• _Prompt A_
How would you render this sentence from the passage on salmon eggs in Spanish: "The researchers found that less dominant fish, such as young Coho salmon and small steelhead trout, and bottom-dwelling sculpins benefited from large quantities of salmon eggs in these experiments."?

• _Document segment_
⟨

To determine which species and what sizes of fish were eating the salmon eggs, fish were captured, lightly anesthetized and their stomachs flushed. They were placed in a recovery container in the stream before being released back into the river. This also helped the researchers to see how the sudden abundance of food was disrupting the normal dominance hierarchy among stream fishes.
The researchers found that less dominant fish, such as young Coho salmon and small steelhead trout, and bottom-dwelling sculpins benefited from large quantities of salmon eggs in these experiments.
“When food is regular and sparse, the largest fish in a stream will generally dominate and eat the food,” says Bailey, the study’s lead researcher. “But when salmon eggs are abundant during years of high salmon returns, these larger bullies get full and the rest of the fish in the food web can feast.”
He says the current study suggests that declines in the number of spawning salmon could negatively impact food resources for the entire fish communities more than previously realized. In the Keogh River, pink salmon runs typically produce abundant drifting salmon eggs in years of high salmon returns. In other rivers in British Columbia, large pink, chum or sockeye salmon runs have the potential to generate similar feeding opportunities for ‘underdog’ fishes.

⟩

• _Stored records_
⟨

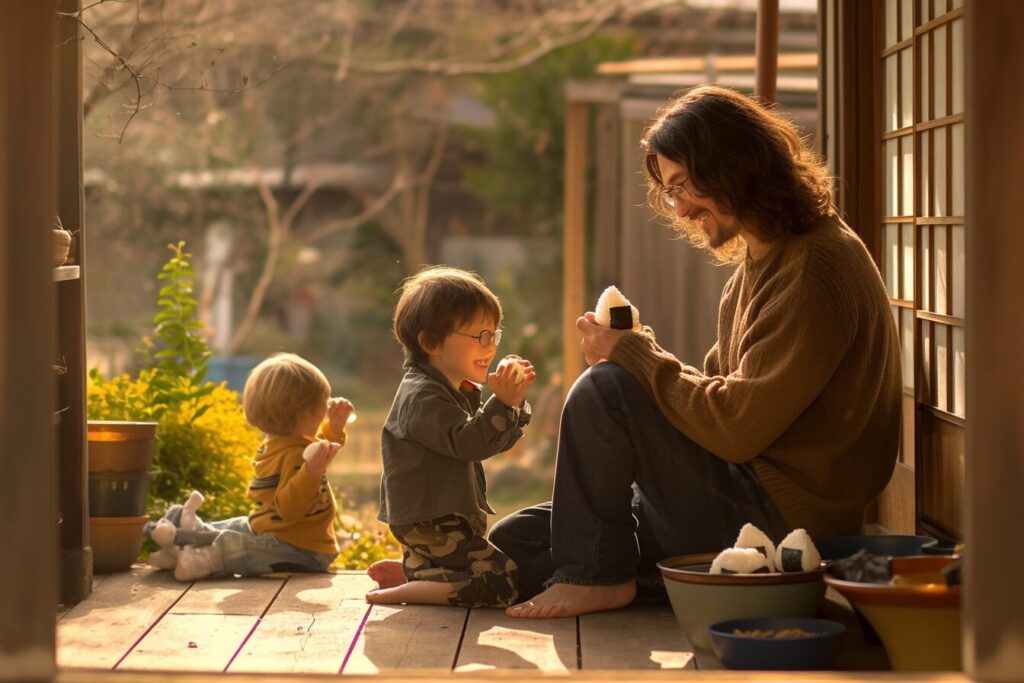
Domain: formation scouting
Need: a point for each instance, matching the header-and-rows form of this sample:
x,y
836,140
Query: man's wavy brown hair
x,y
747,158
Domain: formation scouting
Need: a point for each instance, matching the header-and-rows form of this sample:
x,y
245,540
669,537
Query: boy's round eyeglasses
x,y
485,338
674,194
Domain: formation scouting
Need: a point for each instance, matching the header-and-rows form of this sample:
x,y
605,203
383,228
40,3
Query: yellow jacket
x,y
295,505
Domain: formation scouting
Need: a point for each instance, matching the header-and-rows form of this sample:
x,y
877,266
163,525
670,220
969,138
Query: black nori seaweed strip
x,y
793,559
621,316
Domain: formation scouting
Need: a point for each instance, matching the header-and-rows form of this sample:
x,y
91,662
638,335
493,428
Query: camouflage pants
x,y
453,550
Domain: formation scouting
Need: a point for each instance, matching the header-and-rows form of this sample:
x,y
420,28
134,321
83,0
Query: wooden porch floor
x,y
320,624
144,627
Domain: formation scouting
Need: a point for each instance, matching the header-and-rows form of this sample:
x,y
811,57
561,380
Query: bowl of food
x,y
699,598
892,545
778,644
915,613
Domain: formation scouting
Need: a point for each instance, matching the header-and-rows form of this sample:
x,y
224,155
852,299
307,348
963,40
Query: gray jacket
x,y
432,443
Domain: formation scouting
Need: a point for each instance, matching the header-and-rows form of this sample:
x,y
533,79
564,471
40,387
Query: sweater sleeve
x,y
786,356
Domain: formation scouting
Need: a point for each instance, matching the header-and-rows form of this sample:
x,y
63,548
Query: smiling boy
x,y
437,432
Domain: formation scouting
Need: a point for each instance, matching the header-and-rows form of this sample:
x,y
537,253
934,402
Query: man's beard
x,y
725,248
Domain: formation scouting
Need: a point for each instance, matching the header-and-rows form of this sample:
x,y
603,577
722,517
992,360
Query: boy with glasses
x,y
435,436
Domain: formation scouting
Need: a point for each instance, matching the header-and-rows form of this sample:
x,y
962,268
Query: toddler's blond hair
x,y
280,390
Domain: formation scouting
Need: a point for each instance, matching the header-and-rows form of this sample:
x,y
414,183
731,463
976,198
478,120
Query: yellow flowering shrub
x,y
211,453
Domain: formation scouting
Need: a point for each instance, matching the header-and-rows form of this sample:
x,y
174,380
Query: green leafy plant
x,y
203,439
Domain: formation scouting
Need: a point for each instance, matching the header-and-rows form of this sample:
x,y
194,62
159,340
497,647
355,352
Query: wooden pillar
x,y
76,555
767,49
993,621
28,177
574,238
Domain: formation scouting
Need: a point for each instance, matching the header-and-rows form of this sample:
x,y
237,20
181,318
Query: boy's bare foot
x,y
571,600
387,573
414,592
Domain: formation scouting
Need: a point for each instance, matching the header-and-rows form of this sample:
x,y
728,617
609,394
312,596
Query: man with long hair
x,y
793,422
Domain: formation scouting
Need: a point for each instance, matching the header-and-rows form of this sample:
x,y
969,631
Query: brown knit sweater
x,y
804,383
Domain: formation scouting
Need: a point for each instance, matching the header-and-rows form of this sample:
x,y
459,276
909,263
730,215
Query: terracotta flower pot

⟩
⟨

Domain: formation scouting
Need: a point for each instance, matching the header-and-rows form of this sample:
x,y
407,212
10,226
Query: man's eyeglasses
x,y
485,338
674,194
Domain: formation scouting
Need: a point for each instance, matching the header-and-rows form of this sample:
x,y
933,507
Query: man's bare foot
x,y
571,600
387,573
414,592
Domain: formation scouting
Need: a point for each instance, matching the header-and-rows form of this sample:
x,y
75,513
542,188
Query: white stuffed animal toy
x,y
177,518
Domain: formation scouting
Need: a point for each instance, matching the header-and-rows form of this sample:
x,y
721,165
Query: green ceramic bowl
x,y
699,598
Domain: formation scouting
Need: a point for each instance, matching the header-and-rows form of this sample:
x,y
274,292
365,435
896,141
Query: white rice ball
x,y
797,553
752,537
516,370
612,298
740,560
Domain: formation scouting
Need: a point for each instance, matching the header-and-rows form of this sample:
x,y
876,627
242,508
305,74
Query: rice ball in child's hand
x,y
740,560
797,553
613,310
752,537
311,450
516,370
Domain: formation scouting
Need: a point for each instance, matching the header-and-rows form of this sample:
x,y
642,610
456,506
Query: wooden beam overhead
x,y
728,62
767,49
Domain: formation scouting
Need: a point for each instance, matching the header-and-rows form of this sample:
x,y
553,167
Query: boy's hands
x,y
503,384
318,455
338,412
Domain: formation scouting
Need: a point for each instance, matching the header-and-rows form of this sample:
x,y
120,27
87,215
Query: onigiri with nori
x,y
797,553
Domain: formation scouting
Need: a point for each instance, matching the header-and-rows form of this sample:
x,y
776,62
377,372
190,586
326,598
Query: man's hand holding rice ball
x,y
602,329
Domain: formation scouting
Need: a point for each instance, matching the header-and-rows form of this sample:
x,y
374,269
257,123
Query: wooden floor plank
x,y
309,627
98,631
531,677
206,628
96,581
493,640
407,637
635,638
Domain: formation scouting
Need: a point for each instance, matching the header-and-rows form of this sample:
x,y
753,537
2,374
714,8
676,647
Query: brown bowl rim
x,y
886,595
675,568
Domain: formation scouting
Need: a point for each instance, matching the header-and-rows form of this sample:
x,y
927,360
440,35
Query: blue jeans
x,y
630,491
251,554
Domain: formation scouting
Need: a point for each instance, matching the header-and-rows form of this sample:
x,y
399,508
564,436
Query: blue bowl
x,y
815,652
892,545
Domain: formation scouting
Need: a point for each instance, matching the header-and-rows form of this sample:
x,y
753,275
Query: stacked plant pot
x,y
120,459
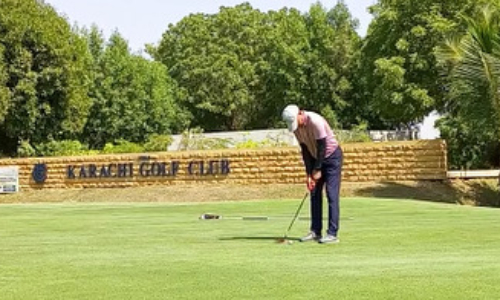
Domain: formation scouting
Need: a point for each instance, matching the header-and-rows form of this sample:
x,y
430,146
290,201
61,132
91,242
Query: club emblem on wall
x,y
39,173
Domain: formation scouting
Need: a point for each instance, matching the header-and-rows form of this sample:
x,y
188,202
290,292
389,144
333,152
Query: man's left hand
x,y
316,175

⟩
⟨

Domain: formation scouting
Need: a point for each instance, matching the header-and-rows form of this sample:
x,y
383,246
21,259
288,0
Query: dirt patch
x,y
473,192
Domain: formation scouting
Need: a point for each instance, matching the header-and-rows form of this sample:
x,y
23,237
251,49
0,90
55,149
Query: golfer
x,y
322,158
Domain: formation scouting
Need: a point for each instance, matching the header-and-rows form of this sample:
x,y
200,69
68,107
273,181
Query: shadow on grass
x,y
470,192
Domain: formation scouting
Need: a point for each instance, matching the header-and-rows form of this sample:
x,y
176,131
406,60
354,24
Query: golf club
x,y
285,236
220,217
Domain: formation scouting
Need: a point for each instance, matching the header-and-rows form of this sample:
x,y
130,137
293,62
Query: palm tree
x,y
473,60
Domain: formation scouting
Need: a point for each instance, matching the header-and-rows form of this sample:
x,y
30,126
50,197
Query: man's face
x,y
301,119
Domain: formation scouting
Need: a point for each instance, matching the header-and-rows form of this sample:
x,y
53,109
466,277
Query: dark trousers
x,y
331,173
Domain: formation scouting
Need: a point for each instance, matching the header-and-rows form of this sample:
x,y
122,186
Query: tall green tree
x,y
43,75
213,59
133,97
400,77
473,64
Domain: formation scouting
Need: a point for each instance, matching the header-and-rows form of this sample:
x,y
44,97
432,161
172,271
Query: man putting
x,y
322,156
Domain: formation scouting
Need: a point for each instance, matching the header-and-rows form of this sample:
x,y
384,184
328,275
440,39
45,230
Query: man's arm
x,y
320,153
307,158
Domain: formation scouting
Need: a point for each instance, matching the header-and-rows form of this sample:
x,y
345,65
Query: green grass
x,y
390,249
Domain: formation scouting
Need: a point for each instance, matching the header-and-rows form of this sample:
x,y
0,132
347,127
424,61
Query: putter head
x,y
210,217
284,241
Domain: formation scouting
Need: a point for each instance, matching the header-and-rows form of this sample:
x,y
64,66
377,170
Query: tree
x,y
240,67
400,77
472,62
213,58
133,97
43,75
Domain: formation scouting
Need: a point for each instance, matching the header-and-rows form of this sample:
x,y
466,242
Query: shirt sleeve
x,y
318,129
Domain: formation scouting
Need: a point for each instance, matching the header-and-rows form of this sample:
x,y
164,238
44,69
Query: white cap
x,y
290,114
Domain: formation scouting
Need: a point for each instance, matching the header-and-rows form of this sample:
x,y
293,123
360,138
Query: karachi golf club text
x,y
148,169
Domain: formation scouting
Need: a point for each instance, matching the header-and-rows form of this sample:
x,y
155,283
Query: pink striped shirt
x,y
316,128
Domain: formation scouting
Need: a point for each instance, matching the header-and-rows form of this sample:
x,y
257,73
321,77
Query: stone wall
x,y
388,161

⟩

• _Prompt B_
Which lines of the entries contain the word "jacket"? Copy out every one of them, and note that case counts.

• _Final answer A_
Los investigadores descubrieron que los peces menos dominantes, como los salmones coho jóvenes y las truchas arcoíris pequeñas, así como los cótidos que viven en el fondo, se beneficiaron de grandes cantidades de huevos de salmón en estos experimentos.

• _Final answer B_
Query: yellow jacket
Query: gray jacket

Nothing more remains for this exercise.